→ EXERCISE REQUIREMENTS
Each line of the data should be repeated precisely.
───── RECORDS PROVIDED
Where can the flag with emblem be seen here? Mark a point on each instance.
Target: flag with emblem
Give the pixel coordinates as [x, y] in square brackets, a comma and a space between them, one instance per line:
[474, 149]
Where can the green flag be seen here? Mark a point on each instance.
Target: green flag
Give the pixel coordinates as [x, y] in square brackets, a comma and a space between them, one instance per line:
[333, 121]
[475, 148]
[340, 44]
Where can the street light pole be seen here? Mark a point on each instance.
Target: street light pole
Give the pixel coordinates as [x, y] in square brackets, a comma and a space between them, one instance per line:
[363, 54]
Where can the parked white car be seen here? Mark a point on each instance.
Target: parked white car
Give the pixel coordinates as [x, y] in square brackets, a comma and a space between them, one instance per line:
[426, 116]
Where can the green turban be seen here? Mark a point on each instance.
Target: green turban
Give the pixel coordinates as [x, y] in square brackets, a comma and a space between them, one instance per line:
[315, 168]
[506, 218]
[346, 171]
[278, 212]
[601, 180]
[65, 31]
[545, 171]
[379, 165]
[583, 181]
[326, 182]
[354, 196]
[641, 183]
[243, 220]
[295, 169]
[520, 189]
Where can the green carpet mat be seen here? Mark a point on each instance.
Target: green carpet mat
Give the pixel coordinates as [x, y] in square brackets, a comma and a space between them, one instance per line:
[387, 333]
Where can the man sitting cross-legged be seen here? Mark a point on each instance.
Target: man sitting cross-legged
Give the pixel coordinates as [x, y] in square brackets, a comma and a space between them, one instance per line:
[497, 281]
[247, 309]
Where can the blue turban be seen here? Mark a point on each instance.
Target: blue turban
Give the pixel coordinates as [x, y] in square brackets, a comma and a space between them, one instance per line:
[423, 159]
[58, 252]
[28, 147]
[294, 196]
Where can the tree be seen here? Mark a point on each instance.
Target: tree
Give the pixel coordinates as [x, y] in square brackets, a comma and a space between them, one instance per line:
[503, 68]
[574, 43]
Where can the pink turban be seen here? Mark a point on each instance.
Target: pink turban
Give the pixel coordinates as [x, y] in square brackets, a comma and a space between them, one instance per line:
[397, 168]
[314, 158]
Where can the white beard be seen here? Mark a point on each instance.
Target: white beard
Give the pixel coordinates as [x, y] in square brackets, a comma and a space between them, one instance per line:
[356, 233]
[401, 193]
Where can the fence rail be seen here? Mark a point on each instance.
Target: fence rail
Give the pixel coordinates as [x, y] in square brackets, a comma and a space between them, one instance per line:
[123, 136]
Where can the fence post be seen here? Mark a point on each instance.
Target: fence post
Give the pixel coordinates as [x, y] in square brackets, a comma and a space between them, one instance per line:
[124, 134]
──────────
→ OUTPUT
Where can the flag with emblem be seen here? Mark a point on each instance.
Target: flag with emblem
Give the pixel coordinates as [x, y] in square brackets, a comma and a space between them, one instance per line:
[474, 149]
Where can the green flag be seen here? Mark a point on each instance.
Target: green flag
Give the pixel coordinates as [x, y] in square brackets, a comma and a space between them, one instance per line:
[333, 121]
[475, 148]
[340, 44]
Where can the street light pole be seen here? Mark a point on each instance.
Target: street light pole
Give the pixel coordinates as [x, y] in square brackets, a comma and a space between them, one instance per line:
[363, 54]
Where can the parked white car be seen here? Mark a point on each instance.
Target: parked white car
Give the pixel coordinates as [x, y] in square brackets, a comma and a space between them, one instance per line:
[426, 116]
Where can the green turban be seen here? Mark a point on each instance.
Target: green turban
Give the pixel coordinates as [x, y] in square brackets, a comma and a space between them, one instance per line:
[315, 168]
[506, 218]
[346, 171]
[278, 212]
[601, 180]
[65, 31]
[545, 171]
[379, 165]
[583, 181]
[326, 182]
[354, 196]
[641, 183]
[243, 220]
[295, 169]
[520, 189]
Where can the green carpet mat be seen here? Mark a point on each instance.
Target: green carpet mat
Give the pixel coordinates as [x, y] in square brackets, a comma and a space between them, one instance per line:
[387, 333]
Where can the man sitting cross-legged be seen here? Mark a point on each instance.
Target: man sitting cross-legged
Give the pixel coordinates as [x, y] in square brackets, a comma and a space between them, one instance per line:
[497, 281]
[247, 309]
Where can the blue turban be seen here? Mark a point on each instance.
Target: blue turban
Give the pixel coordinates as [x, y] in square brackets, a comma and a space between them, one instance per line:
[423, 159]
[58, 252]
[28, 147]
[294, 196]
Where can the tree be seen here? Mark a point on each instance.
Target: tree
Give the pixel coordinates as [x, y] in square brackets, a comma and a space between them, one instance per line:
[503, 68]
[574, 43]
Where can the pink turban be seen here? Mark a point on each instance.
Target: pink turban
Give the pixel coordinates as [x, y] in square brackets, a comma and a space between them, one instance per line:
[397, 168]
[314, 158]
Where can the white beard be seen here? Mark a point on each instance.
Target: white beard
Give the pixel coordinates as [x, y] in square brackets, a comma and a space between them, one instance per line:
[356, 233]
[401, 193]
Where can the fence rail be seen here? Mark a point on each instance.
Target: fence rail
Give the pixel coordinates as [x, y] in square brackets, a comma and a space between them, one instance per line:
[123, 136]
Where can the fence post be seen here? Mark a point on each instance.
Target: fence post
Give the pixel coordinates as [x, y] in square brackets, a comma and a space between them, one instance per line:
[124, 134]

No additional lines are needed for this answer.